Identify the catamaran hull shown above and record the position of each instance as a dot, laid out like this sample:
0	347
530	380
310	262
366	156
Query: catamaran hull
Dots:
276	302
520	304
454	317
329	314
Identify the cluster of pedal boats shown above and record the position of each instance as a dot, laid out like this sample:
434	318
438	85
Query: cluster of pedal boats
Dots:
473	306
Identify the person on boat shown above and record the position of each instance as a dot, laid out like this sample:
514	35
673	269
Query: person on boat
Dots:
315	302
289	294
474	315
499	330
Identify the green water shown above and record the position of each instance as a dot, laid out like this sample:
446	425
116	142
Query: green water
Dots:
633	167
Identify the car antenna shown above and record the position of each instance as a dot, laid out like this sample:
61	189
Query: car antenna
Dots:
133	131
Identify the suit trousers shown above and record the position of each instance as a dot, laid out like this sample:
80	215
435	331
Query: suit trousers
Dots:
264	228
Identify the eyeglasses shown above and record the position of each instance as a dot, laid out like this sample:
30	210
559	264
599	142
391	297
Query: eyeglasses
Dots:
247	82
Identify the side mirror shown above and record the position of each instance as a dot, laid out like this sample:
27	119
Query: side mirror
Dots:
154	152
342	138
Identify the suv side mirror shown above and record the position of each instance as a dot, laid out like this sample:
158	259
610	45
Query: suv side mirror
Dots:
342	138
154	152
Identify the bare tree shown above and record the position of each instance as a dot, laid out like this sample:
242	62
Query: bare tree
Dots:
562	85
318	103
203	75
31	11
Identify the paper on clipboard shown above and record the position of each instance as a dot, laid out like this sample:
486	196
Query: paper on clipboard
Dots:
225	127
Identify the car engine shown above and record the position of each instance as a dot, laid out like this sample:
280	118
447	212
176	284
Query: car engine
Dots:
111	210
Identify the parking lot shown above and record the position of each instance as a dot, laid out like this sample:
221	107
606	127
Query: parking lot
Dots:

* * * *

GIVEN PROBLEM
Reproduce all of the records above word for word, keeping every line and its order unchanged.

OUTPUT
Identify the catamaran hull shown above and record the position of each instance as a dot, laid out like this sample:
0	347
530	380
310	262
366	156
Query: catamaran hull
Dots:
276	302
520	304
454	317
329	314
Identify the cluster of pedal boats shown above and record the position of each instance as a dot, laid out like this sample:
434	318
438	85
Query: cluster of pedal boats
Dots:
473	306
Identify the person on boat shown above and record the position of each instance as a dot, laid out like this sample:
514	35
673	269
Query: person on boat
Dots:
315	302
289	294
474	315
499	330
Identify the green water shown above and record the position of each instance as a dot, laid out like this sample:
446	425
116	142
Query: green water
Dots:
633	167
Identify the car antenna shown above and record the position of each instance as a dot, laid out like this sample:
61	189
Query: car antenna
Dots:
133	131
Identify the suit trousers shown above and record the position of each instance as a dot, laid out like this sample:
80	215
435	331
Query: suit trousers
Dots:
264	228
Identify the eyeglasses shown above and record the position of each instance as a dot, laid out like this sample:
30	210
559	264
599	142
391	297
Query: eyeglasses
Dots:
247	82
Identify the side mirror shown above and record the position of each instance as a dot, laid out like this sample:
27	119
Query: side mirror
Dots:
154	152
342	138
Identify the suv side mirror shown above and record the position of each instance as a dot, laid out like this sample:
158	259
610	45
Query: suv side mirror
Dots:
342	138
154	152
Identify the bare tree shown above and record the position of each instance as a dot, laid out like this sample:
242	62
Query: bare tree
Dots:
562	85
318	103
203	75
31	11
Identify the paper on clipboard shown above and record the position of each instance as a dot, laid out like this sample:
486	196
Query: paper on clipboard
Dots:
225	127
Identify the car engine shown above and record the position of each instance as a dot, laid out like this sample:
280	118
447	212
176	284
Query: car engine
Dots:
111	210
Identify the parking lot shown above and record the position of each instance as a dot, laid out like this sample:
221	107
606	127
Query: parking lot
Dots:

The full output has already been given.